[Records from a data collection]
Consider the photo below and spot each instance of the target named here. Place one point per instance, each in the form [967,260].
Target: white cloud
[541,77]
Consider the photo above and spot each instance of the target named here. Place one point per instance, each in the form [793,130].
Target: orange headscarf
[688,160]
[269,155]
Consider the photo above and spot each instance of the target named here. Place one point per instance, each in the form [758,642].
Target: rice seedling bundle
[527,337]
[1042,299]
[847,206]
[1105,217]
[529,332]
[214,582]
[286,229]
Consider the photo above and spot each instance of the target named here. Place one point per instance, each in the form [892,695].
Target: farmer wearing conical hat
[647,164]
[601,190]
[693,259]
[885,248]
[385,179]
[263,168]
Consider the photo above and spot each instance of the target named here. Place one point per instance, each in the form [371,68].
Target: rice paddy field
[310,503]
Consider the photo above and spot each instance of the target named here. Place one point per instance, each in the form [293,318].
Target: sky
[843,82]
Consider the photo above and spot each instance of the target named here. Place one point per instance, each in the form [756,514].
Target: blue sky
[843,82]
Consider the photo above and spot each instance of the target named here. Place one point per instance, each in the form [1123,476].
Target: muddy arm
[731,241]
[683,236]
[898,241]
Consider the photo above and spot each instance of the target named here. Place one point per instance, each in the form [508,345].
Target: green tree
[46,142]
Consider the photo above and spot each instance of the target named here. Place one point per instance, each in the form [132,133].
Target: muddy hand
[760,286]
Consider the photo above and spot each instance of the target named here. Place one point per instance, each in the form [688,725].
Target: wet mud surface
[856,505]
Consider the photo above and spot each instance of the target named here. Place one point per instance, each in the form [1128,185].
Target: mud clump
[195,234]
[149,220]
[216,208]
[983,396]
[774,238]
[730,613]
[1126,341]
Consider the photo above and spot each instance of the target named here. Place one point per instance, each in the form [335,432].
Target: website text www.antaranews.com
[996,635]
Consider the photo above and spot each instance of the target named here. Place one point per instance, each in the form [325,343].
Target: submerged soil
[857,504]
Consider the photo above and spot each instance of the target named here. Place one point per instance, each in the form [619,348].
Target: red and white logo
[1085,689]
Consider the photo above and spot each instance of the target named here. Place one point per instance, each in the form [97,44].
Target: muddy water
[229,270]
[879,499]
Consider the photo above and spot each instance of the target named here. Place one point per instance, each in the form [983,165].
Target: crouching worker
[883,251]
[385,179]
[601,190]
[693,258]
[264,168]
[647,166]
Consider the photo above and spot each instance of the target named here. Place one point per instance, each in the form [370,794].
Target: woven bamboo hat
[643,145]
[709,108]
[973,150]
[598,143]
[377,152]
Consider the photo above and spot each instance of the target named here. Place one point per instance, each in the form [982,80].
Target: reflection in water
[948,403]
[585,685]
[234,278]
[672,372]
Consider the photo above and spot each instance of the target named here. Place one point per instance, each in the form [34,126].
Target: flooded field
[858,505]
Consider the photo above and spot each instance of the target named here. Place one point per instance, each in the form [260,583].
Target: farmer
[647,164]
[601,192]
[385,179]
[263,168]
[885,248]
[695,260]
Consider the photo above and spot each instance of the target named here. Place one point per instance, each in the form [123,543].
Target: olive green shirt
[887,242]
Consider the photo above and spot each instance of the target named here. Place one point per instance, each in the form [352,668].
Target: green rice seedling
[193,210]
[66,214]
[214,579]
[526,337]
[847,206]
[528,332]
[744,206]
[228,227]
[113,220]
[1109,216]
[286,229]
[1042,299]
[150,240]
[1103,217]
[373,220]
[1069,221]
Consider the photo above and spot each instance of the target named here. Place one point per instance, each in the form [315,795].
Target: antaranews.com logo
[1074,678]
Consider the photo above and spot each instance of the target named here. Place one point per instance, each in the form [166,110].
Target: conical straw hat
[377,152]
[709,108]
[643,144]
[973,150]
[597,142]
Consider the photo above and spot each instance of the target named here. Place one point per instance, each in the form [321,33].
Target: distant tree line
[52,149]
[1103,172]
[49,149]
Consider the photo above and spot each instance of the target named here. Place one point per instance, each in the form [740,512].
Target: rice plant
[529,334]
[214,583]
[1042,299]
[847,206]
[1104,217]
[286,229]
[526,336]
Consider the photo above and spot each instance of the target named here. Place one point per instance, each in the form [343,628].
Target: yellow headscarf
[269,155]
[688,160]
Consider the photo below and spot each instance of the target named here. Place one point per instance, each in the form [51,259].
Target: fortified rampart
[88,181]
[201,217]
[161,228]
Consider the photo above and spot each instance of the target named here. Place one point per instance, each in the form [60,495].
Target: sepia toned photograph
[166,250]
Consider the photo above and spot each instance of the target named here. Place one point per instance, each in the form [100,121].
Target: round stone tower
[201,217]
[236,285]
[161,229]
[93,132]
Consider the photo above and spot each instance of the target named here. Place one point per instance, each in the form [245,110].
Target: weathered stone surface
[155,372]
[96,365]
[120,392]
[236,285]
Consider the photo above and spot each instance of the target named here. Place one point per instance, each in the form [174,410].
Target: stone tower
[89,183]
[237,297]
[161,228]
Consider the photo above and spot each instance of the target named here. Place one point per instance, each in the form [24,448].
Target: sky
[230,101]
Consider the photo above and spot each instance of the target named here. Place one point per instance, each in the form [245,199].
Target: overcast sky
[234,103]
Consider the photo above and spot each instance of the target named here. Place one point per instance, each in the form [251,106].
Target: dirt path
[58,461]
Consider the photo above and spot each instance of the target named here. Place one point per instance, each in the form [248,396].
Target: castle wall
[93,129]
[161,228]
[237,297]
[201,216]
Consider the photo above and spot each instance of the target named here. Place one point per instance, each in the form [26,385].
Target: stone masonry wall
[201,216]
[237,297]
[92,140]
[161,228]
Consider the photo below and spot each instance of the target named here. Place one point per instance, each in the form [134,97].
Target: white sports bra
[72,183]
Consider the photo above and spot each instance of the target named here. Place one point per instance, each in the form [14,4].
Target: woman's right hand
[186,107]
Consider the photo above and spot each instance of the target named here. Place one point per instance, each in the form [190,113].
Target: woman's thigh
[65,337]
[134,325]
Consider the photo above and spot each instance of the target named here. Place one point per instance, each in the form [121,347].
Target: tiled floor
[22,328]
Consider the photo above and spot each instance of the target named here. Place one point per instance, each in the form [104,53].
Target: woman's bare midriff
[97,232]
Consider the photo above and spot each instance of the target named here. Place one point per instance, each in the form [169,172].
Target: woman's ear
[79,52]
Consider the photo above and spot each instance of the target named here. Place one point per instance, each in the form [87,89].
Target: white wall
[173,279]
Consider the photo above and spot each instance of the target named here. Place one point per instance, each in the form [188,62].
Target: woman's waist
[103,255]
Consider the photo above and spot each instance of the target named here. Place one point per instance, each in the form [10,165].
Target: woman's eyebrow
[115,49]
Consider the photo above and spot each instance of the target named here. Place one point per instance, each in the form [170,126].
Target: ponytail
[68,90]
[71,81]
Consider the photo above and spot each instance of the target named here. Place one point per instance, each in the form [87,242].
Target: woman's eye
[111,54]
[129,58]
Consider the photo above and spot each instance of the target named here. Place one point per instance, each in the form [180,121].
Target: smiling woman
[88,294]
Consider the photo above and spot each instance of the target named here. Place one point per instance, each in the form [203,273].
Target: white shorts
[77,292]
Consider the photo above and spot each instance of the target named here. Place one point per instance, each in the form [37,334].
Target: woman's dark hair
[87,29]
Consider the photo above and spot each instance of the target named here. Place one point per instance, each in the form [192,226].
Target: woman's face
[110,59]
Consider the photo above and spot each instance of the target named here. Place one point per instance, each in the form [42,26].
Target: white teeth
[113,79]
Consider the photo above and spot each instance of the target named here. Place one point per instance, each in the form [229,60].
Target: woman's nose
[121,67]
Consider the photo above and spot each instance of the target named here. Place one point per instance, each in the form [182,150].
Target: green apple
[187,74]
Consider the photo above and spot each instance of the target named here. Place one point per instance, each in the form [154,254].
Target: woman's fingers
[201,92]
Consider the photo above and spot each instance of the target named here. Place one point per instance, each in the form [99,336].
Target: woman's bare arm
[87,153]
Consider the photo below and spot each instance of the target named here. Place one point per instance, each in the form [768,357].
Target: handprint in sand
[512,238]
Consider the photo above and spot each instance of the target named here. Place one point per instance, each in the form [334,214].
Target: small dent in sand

# [Your task]
Copy from the entries only those lines that hold the word "below".

# [The completed task]
Consider the photo below and spot each instance of the target named here. Place one point per instance, each in the form [967,260].
Consider the photo below and spot each instance of the target named here. Place one point per instance, each in the form [51,259].
Consider the photo below and spot each instance of the target named here. Place one point per instance, each in the form [134,97].
Consider the photo below and spot each instance of the target named here. Place one point per instance, each in the form [768,357].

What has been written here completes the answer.